» TEXTE EXTRAIT
------------------------
Soumission, Michel Houellebecq

soumission Houellebecq
Je pense avoir lu tous les romans de Michel Houellebecq.
L'extension du domaine de la lutte, ou Les particules élémentaires, j'avais adoré. Lire que nos vies sont régies par les principes du capitalisme, que l'amour est juste une façon de masquer qu'on est des produits sexuels sur un marché. Ou qu'on ne va nulle part, on ne fait que s'agiter en attendant la mort... Ca faisait rire, grincer, et ça faisait du bien.
Plus récemment, La carte et le territoire m'a bien fait voyager et amusée (il y a eu une controverse parce que Houellebecq avait repompé Wikipedia, mais ce n'est pas très important).

Arrivée au bout de la lecture de Soumission cette semaine, je me dis que finalement, un livre de Houellebecq, c'est un cocktail, toujours à peu près le même, grosso modo :

- un anti-héros cynique : un homme (jamais une femme), incapable de sentiments. En général, c'est un intello, ce qui justifie les références de tous ordres (littéraires, scientifiques, artistiques...). Dans Les particules, ils étaient deux frères, mais on suivait surtout le plus cynique des deux.

- une question d'actualité : ici, l'islam politique, après le capitalisme, le tourisme (éventuellement sexuel), ou le monde de l'art, avec des arguments pour discuter cette question qui mobilisent une bonne dose de provoc'. Et toujours, l'idée du déclin de la civilisation européenne.

- un ou des voyages du anti-héros : en France ou à l'étranger, pour résoudre ses questions existentielles, ce qui l'amène à faire des rencontres ou à entériner des ruptures.

- des femmes, du cul, et des pannes sexuelles : un anti-héros, ce n'est jamais un bon coup... Il n'est pas facilement excité, le bougre, et il n'aime que la chair fraîche, disons 20 ans maxi (ce qui se comprend puisque, incapable de sentiments, il ne peut ressentir que des satisfactions esthétiques).
------------------------
» DONNÉES FOURNIES
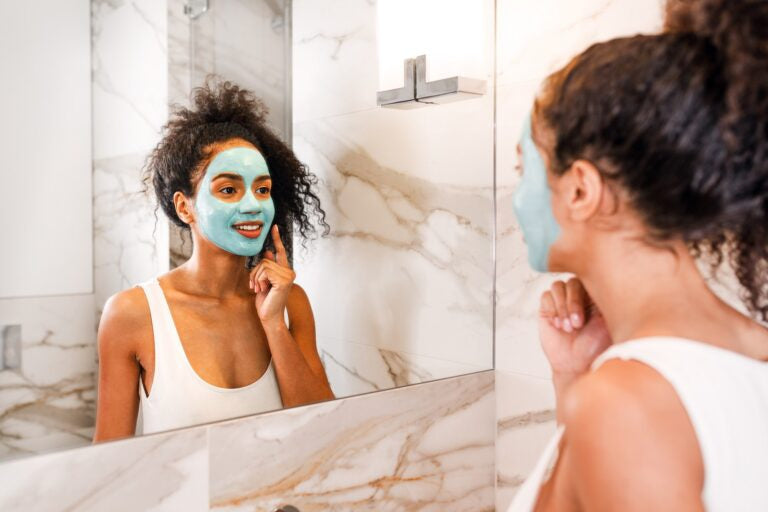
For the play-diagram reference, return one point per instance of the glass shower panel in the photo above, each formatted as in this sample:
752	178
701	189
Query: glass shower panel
249	43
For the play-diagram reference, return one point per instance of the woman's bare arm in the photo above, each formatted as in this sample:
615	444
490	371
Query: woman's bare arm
124	320
300	372
628	445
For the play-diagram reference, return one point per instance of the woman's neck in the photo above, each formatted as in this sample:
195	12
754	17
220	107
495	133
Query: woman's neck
213	272
643	291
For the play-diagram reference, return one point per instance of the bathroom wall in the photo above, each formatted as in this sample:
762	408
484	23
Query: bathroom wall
427	448
46	313
49	404
402	286
533	40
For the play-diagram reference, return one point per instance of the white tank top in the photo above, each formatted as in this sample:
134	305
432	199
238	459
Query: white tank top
726	397
179	397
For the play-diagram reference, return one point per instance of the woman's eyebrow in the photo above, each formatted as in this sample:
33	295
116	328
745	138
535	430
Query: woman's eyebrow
228	175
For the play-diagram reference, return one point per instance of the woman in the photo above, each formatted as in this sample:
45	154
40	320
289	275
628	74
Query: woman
643	154
209	340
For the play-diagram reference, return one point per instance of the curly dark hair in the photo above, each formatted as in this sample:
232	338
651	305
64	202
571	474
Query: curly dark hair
222	111
679	120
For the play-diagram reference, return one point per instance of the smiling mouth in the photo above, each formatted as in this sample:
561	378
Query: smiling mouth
249	229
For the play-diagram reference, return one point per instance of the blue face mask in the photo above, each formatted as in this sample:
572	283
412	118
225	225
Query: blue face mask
218	218
533	203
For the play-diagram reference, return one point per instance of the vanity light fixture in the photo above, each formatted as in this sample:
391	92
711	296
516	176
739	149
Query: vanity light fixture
417	92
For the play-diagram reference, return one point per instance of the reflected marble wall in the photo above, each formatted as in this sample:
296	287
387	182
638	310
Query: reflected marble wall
533	40
49	403
130	97
425	448
402	287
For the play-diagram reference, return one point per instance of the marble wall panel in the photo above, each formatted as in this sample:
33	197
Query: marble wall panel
164	472
48	403
247	42
533	40
130	233
426	447
408	195
335	70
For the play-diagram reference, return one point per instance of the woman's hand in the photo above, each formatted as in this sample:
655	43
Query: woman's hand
572	330
271	279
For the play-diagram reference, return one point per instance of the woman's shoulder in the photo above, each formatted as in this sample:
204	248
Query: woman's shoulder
125	320
626	425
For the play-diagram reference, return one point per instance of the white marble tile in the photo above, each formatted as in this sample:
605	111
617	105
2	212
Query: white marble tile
166	472
130	75
130	234
354	368
48	403
410	246
525	412
335	65
248	43
179	73
536	38
426	447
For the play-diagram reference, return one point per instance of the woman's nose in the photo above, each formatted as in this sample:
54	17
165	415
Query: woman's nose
249	203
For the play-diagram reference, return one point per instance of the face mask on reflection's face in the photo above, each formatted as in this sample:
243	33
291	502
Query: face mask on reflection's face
217	218
533	203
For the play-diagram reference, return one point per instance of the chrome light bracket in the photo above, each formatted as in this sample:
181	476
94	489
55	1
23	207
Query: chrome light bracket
417	92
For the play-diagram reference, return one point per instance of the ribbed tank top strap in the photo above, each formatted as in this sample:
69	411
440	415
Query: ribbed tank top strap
165	335
683	363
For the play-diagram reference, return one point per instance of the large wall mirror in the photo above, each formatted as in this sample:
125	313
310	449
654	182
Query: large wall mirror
400	287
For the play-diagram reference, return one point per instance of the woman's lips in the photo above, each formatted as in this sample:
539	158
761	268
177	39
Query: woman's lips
248	229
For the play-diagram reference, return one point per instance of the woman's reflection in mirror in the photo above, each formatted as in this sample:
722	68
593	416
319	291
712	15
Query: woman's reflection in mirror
228	333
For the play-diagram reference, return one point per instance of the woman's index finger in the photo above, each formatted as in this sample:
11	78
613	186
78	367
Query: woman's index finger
282	256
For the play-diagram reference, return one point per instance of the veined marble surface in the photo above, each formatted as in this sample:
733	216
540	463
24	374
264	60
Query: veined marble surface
534	39
162	472
129	52
48	403
130	234
364	453
247	42
411	252
354	368
335	65
402	286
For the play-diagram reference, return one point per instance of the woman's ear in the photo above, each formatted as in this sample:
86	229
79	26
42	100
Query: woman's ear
585	190
184	209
------------------------
» CONSIGNES
1. Relevez dans le texte tous les titres de romans de Michel Houellebecq qui y sont mentionnés.
2. Recopiez le passage du texte qui va de « Arrivée au bout » jusqu'à « cynique des deux. » inclus.

» CORRIGÉ
1.
- Soumission
- L'extension du domaine de la lutte
- Les particules élémentaires
- La carte et le territoire

2.
Arrivée au bout de la lecture de Soumission cette semaine, je me dis que finalement, un livre de Houellebecq, c'est un cocktail, toujours à peu près le même, grosso modo :

- un anti-héros cynique : un homme (jamais une femme), incapable de sentiments. En général, c'est un intello, ce qui justifie les références de tous ordres (littéraires, scientifiques, artistiques...). Dans Les particules, ils étaient deux frères, mais on suivait surtout le plus cynique des deux.